Begin Article

Monday, June 20, 2011

Clean, Clear Water

There was a sort of hollowness in what I did today, not from a lack of substance in the activities themselves because they are like prayers to me. But there was something nagging in the sense of solitude that opened up inside me while doing them, some quiet, convincing voice that told me the two rows of lettuce, the whole loaf of banana bread, the rhubarb coffee cake, the orange chicken in the crock pot were all a waste: "You'll never eat all of that."  (Nora isn't big on vegetables.  Or fruit.  She likes Cheetos.  Believe me.  We're trying.)

And I have to ask:  Forgive me.  I'm not alone, and I know this.  I am surrounded by love from Nora and family, good friends who say the words my soul drinks at odd hours when the alone-night sits on the edge of the bed and taunts with a twisted finger:  You messed up.  That's why you're alone. 

This isn't what God tells me.  I recognize the voice of the liar.

I didn't want to write about this.  You've seen so much of how I live and, you know how I've been blessed.  I know how I've been blessed, too.

Abundantly.  Completely.  And if He asked me to go it alone, I would.  I would for Him.  My arms are getting stronger.  My heart sings a lot in this life, hums when the room is empty.

I remember my Grandma playing a game, a story game, that was supposed to tell you about how you viewed your life, how you wanted to live, what you thought would happen when you died, even what you thought your love life would be like.

I remember we were driving in Aunt Dottie's tan van and Grandma was in the passenger seat looking back over her shoulder at me.  "You're on a journey.  Where are you going and who or what is with you?"

"Um, I'm traveling across the country, but there aren't any cars or people or buildings.  Just mountains and desert, and I'm on a horse and that's all.  Just the horse and me.  And a canteen."

I'm twelve.  I research horses.  I draw horses.  I love horses.

"And what do you notice?"

"Mountains in the distance.  The path.  It's brown."

End Article

* **Goal of the exercise**
Echo the "Clean, Clear Water" post word for word from "Abundantly.  Completely.  And" up to and including "room is empty.". The lines that follow are separate material and are not part of the post.

Begin Information given

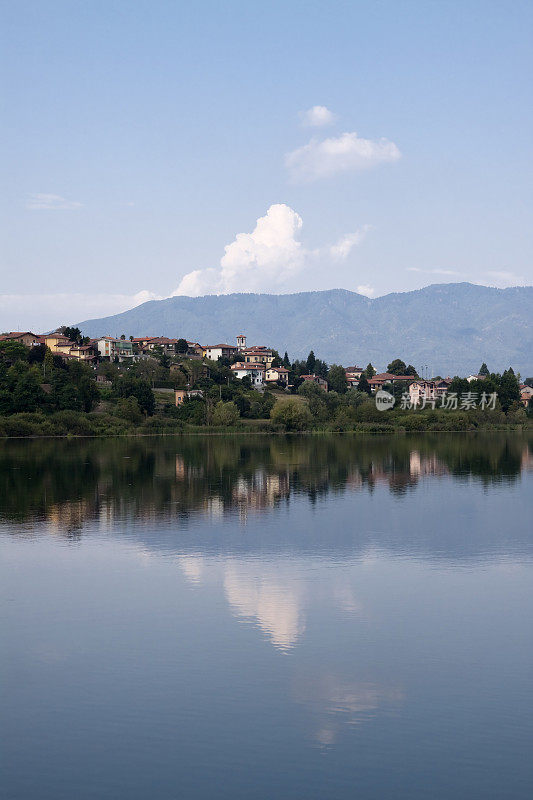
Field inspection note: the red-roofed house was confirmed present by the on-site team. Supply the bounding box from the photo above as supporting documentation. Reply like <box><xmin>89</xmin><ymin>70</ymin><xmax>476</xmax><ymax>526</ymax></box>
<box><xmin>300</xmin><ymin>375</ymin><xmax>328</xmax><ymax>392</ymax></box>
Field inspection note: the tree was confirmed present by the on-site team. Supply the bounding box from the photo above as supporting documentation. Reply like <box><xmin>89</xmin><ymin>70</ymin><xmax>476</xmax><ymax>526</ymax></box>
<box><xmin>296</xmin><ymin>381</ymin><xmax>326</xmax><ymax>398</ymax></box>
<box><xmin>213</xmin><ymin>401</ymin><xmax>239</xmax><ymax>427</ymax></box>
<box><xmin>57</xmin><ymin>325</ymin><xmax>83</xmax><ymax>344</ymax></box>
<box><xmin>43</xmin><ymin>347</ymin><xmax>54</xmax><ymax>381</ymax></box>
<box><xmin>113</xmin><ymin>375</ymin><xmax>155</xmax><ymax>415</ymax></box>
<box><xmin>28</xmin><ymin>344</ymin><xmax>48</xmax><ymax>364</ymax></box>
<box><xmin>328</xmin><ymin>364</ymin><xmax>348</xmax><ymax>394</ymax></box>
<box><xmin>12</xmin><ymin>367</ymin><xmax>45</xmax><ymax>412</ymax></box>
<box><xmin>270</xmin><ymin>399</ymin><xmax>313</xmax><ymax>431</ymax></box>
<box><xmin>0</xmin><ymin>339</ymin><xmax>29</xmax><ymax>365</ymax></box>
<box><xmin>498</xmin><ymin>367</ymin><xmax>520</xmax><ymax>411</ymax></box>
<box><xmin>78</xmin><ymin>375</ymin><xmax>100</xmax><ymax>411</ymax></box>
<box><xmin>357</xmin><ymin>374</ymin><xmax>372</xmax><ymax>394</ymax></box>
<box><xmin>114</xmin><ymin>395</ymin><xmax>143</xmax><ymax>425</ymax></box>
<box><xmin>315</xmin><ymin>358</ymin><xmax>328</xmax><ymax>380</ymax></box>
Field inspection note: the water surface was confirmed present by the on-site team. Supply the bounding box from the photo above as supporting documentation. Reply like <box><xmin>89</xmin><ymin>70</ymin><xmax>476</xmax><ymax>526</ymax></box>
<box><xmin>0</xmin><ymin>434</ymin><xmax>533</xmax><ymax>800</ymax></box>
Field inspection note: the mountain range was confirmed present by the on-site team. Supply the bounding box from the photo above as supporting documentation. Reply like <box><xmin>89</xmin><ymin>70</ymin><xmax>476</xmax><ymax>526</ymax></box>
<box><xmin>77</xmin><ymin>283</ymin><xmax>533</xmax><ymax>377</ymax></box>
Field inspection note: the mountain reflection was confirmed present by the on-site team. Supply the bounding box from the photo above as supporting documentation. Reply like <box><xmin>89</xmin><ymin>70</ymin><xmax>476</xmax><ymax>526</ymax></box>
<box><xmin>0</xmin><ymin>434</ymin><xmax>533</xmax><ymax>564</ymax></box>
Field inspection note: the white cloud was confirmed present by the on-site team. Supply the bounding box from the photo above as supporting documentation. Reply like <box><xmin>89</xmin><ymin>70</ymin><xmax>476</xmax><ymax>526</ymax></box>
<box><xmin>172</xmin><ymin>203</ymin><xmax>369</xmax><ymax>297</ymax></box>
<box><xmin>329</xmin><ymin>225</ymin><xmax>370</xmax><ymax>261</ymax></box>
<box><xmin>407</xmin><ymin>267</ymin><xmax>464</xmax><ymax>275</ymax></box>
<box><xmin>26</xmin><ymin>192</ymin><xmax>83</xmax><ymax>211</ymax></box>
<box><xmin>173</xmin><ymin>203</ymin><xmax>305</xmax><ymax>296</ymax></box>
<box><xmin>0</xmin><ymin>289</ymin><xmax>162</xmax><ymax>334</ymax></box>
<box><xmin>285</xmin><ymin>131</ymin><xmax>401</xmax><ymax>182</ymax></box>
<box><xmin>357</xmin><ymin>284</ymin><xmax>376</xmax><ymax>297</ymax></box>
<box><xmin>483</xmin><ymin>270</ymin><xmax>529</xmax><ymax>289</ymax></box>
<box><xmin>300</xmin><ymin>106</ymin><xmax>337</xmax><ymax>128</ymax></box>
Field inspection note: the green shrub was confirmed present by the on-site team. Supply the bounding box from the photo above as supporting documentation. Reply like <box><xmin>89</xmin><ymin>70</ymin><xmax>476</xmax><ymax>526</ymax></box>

End Information given

* **Task output**
Abundantly.  Completely.  And if He asked me to go it alone, I would.  I would for Him.  My arms are getting stronger.  My heart sings a lot in this life, hums when the room is empty.